[Start of Attachment]

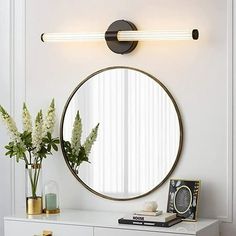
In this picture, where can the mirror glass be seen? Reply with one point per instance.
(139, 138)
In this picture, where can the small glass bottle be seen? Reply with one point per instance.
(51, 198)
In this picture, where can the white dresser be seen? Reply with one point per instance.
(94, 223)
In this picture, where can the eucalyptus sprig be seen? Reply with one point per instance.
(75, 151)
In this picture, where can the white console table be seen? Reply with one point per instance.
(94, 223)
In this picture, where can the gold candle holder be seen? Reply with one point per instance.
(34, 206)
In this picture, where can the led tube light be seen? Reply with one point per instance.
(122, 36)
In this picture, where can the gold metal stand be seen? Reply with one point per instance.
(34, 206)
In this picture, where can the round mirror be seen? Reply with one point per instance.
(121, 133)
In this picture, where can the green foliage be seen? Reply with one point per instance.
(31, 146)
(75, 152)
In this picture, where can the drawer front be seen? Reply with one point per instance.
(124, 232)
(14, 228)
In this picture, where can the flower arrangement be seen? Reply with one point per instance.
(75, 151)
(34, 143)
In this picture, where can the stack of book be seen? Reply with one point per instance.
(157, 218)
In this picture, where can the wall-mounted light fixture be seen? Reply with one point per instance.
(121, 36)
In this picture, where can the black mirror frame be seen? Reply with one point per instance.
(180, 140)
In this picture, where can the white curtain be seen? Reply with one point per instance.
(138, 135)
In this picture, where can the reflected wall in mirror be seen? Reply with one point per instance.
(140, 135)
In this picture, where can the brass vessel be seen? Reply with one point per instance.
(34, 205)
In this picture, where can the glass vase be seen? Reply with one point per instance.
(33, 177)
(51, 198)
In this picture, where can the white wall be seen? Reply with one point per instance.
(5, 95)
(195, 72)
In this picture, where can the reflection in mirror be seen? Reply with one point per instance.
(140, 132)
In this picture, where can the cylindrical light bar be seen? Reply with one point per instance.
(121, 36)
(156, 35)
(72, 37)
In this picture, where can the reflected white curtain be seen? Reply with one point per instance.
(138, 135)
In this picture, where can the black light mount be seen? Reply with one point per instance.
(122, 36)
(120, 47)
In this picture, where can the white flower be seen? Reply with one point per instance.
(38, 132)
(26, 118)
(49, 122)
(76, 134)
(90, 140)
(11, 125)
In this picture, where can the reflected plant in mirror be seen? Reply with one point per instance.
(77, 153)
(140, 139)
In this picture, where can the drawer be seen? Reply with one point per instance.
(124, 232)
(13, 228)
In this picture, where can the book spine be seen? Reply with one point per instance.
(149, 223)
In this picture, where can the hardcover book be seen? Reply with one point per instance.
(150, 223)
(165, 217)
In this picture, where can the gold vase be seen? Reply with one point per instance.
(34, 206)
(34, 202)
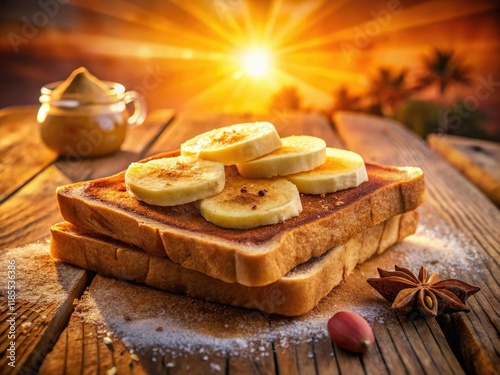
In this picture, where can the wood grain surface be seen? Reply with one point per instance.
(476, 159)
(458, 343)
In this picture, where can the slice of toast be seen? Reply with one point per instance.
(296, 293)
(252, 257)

[End of Attachment]

→ Instructions to follow: Repeat the data exactly. No pictures should appear.

→ Answer below:
In this picture, where can the mirror glass be seen? Reply with one point per instance.
(139, 138)
In this picture, where can the small glass bottle be seen? Reply with one point per instance.
(51, 198)
In this picture, where can the white dresser be seen? Reply with one point per instance.
(94, 223)
In this picture, where can the eucalyptus sprig be seen? Reply with one point per instance.
(75, 151)
In this picture, where can the white console table be seen? Reply with one point per instance.
(94, 223)
In this picture, where can the gold candle holder be seen? Reply with one point per instance.
(34, 206)
In this picture, where can the led tube light be seen? Reply with one point per instance.
(122, 36)
In this picture, where can the gold metal stand be seen? Reply with one point per instance.
(34, 206)
In this picture, where can the round mirror be seen? Reply with one point per instance.
(121, 133)
In this picture, where can the green foliage be seen? Reply with one point per instance.
(31, 146)
(75, 152)
In this picture, where can the drawer front be seen? Reply with one point per instance.
(124, 232)
(14, 228)
In this picture, where can the flower arrangement be seen? Reply with one point per instance.
(75, 151)
(34, 143)
In this picture, where can the stack of book be seen? Reply with one point per instance.
(157, 218)
In this picture, where can the wall-mounted light fixture be seen? Reply with one point per instance.
(121, 36)
In this picture, where can the black mirror frame be seen? Reply with one point per instance.
(180, 140)
In this picture, where can the white curtain be seen? Reply with one point per instance.
(138, 135)
In this picture, where can the reflected wall in mirror be seen? Reply with one point per instance.
(140, 135)
In this picture, where can the brass vessel be seen? Reply with one point per instance.
(34, 205)
In this picture, where can the glass vase be seen? Reply with one point per instance.
(33, 177)
(51, 198)
In this picture, where can the white wall be seen? Reply with one point per instance.
(5, 95)
(195, 72)
In this picture, where can the reflection in mirror be seen? Reply with one point per instance.
(140, 132)
In this picture, where can the cylindrical light bar be seen? Reply with one point per instance.
(121, 36)
(156, 35)
(72, 37)
In this picture, where can the reflected white curtain be seen? Reply with one point per instance.
(138, 135)
In this picture, where can the black light mount be seen? Reply with one point per instance.
(122, 36)
(120, 47)
In this picture, where can the white flower be seen? Reply with one point per instance.
(38, 132)
(26, 118)
(49, 122)
(76, 134)
(90, 140)
(11, 125)
In this picture, where can the reflected plant in mirror be seen? Reply with one point per instance.
(77, 153)
(140, 139)
In this picture, where can the drawer be seen? Reply with one point per instance.
(124, 232)
(13, 228)
In this picture, where can the book spine be seen? Reply with one point per instance.
(149, 223)
In this picture, where can the hardcover book be seen? Reply with one point per instance.
(150, 223)
(165, 217)
In this picture, where can the gold vase be seen? Reply with one point per instance.
(34, 206)
(34, 202)
In this picture, where can the wood grain surface be seen? Reply with one point per instance.
(476, 159)
(458, 343)
In this picture, where can the slice of toast be seen? Reply with one point per instance.
(296, 293)
(252, 257)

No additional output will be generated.